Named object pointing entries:
────────

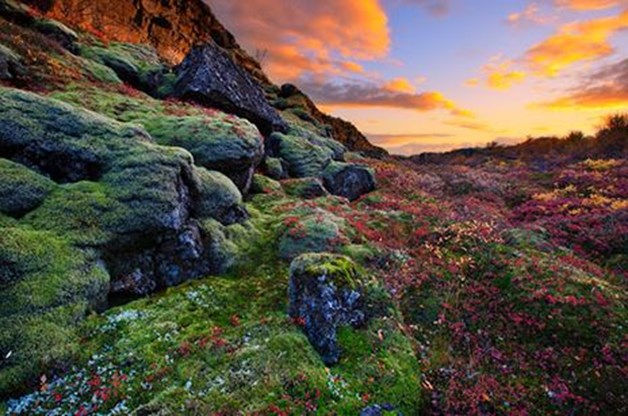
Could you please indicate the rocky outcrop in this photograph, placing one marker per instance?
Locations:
(102, 210)
(21, 189)
(138, 199)
(11, 66)
(325, 293)
(315, 231)
(306, 188)
(341, 130)
(301, 157)
(348, 180)
(173, 27)
(208, 76)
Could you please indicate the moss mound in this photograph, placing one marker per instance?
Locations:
(21, 189)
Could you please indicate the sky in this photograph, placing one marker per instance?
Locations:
(434, 75)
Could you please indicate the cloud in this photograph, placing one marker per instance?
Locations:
(370, 94)
(589, 4)
(605, 88)
(530, 15)
(498, 75)
(302, 36)
(400, 85)
(435, 7)
(396, 140)
(470, 125)
(575, 42)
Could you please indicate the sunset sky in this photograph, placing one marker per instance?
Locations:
(433, 75)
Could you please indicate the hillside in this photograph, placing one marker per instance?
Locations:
(181, 236)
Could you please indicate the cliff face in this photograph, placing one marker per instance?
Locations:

────────

Nothing but the lines from the line with "Could you please indicate the sky" to the last line of the listing above should appear; please retype them exactly, both ends included.

Could you please indicate the sky in this photograph, placing one marker per instance?
Locations:
(434, 75)
Could you please indicate the cloud in this photograph, placing one marker per instance?
Locations:
(370, 94)
(589, 4)
(605, 88)
(530, 15)
(498, 75)
(302, 36)
(400, 85)
(435, 7)
(396, 140)
(470, 125)
(575, 42)
Could you please indicate the sunset sky in this photograph, placing one marker per instance?
Locations:
(433, 75)
Could you please indicate the hillside in this photograph, placing one marker per instance?
Locations:
(181, 236)
Could you please indicate the cliff face in this photograph, placing one marker per instance?
Locations:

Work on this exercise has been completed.